Apple on July 13 announced that it was returning to an eco-friendly products registry it joined in 2006, called the Electronic Product Environmental Assessment Tool, or EPEAT, after taking major criticism and facing threats of lost orders after itde-listed its products from the registry the week prior.

But now that Apple has returned the 39 products it pulled (Apple has 40 products listed on EPEAT in total, including many of its popular Mac computers), not all is well, according to some advocates.

That’s because among the computers Apple has re-listed on EPEAT are its Macbook Pro Retina display models, the very same ones that reportedly caused Apple to withdraw from the registry in the first place. In fact, Apple has re-listed the Macbook Pro Retina versions as attaining EPEAT’s highest product rating: Gold, which indicates that it meets all of the organization’s criteria.

Dataset section:

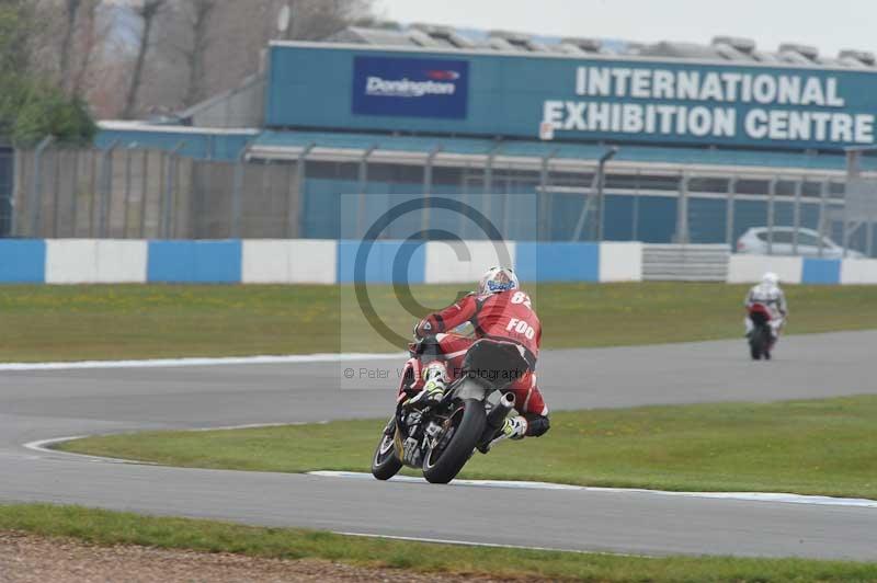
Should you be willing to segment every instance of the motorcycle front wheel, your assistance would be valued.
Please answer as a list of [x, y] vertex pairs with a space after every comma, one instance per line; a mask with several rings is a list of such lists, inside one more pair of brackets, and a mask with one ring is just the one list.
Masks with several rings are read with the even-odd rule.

Requirement:
According to the passage on Apple and EPEAT, what rating were the re-listed Macbook Pro Retina models shown as attaining? The listing is separate material and is unrelated to the text.

Solution for this exercise:
Gold, EPEAT's highest product rating.